## Problem statement:
Give the lines below as a numbered list, from the line containing "Target: cow's tail" down to the end of the items, both included. Leave out blank lines.

## Listed records:

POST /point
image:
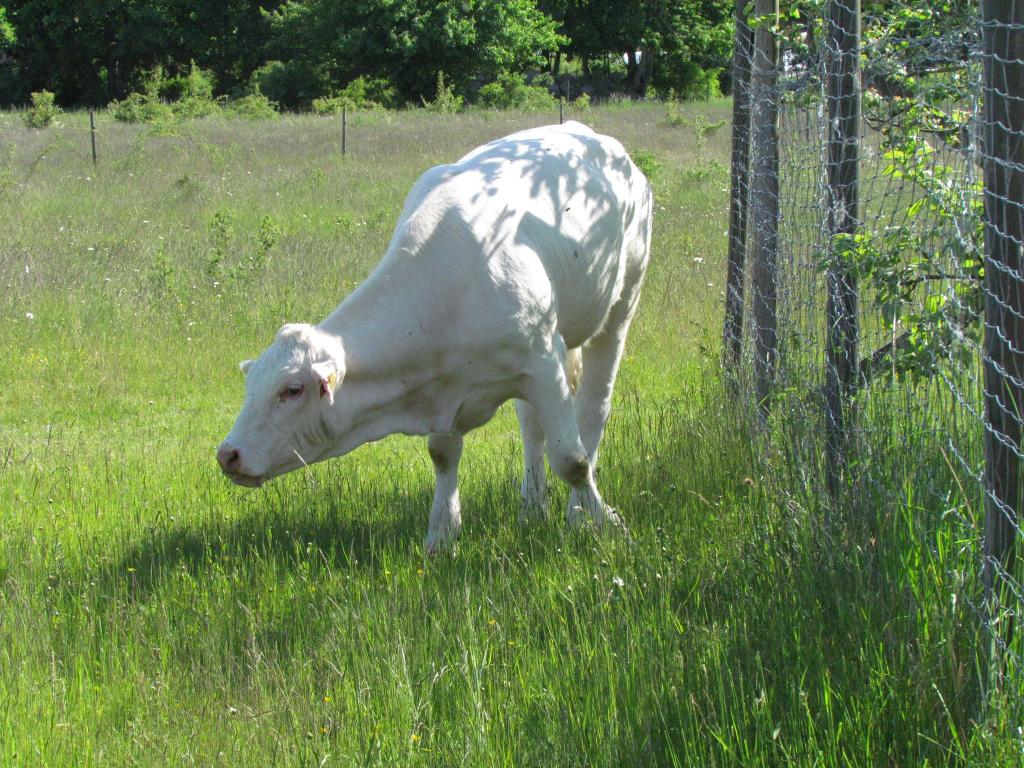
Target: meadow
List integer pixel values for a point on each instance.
(152, 613)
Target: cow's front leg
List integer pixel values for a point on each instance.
(445, 517)
(535, 480)
(550, 393)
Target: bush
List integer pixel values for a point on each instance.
(691, 83)
(253, 107)
(293, 85)
(361, 93)
(43, 111)
(510, 91)
(141, 108)
(445, 101)
(195, 91)
(194, 94)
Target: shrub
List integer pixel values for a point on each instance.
(510, 91)
(141, 108)
(696, 84)
(361, 93)
(194, 94)
(445, 100)
(43, 111)
(253, 107)
(293, 84)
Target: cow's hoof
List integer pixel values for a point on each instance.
(441, 544)
(532, 512)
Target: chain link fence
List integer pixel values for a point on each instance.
(875, 303)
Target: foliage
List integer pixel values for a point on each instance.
(252, 107)
(923, 272)
(361, 93)
(92, 51)
(445, 101)
(43, 111)
(141, 108)
(7, 35)
(662, 40)
(409, 41)
(693, 83)
(193, 91)
(293, 84)
(510, 91)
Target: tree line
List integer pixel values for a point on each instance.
(90, 52)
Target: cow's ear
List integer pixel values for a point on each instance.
(327, 373)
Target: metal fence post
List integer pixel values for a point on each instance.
(764, 198)
(1004, 346)
(732, 340)
(92, 134)
(843, 96)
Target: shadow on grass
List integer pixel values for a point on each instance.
(274, 530)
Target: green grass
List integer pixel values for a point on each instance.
(151, 613)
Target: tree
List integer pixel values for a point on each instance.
(410, 41)
(90, 51)
(660, 40)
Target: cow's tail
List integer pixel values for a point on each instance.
(573, 368)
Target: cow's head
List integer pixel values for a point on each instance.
(284, 422)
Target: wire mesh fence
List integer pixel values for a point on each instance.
(876, 294)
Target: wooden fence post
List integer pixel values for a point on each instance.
(732, 337)
(764, 199)
(843, 96)
(1004, 346)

## Result for this exercise:
1. Target: cow's tail
2. List integer pixel values for a point on each instance.
3. (573, 368)
4. Target: cow's head
5. List integer pixel values for a point on each instance.
6. (284, 422)
7. Target: wire mesh fence
8. List integer pixel values for a point on each instance.
9. (876, 294)
10. Target: wooden fence post
11. List integer pixel values for a point on each instance.
12. (732, 337)
13. (764, 199)
14. (843, 96)
15. (1004, 346)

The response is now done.